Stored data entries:
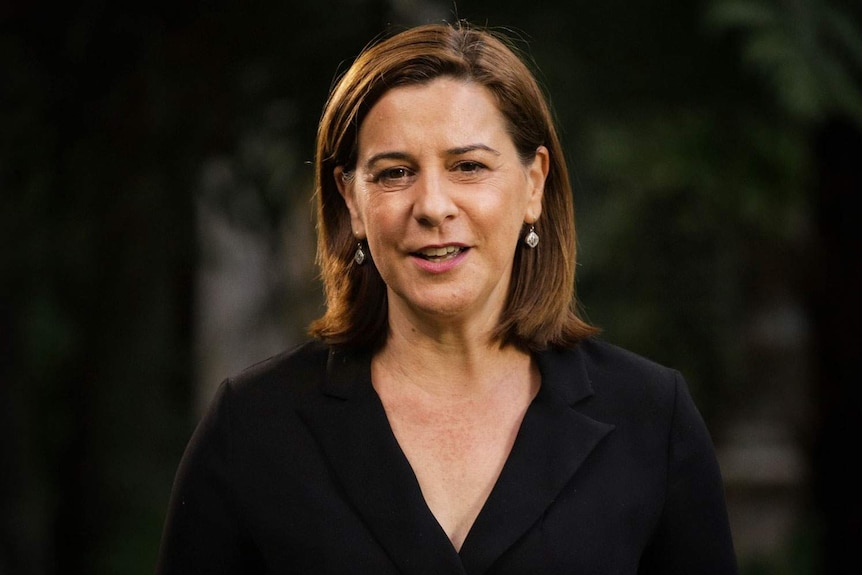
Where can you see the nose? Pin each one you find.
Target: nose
(433, 203)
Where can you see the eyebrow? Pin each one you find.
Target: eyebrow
(458, 151)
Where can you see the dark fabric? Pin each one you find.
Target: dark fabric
(294, 469)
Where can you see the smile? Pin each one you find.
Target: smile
(440, 254)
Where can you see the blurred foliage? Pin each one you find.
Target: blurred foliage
(688, 124)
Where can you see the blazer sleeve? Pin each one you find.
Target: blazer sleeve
(693, 534)
(202, 529)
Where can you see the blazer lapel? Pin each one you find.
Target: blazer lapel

_Try it_:
Give every entry again as it is, dropping its pictures.

_Output for this task_:
Where can you see the nose? Pin each one you find.
Target: nose
(433, 203)
Where can you see the eyebrow? Pin each one you find.
Target: eyebrow
(458, 151)
Where can you see the dark fabric? Pin each one you find.
Target: dark fabric
(294, 469)
Where can you see the smile? Pin each one you find.
Target: smile
(440, 254)
Where can you see the blurred foliage? Pin each one you find.
Target: blurred foliage
(688, 124)
Where can you see the blazer sleeve? Pin each one you find.
Target: blazer sleeve
(693, 534)
(202, 529)
Where can you see the blazer lapel? Pin each one you find.
Target: blazer lapel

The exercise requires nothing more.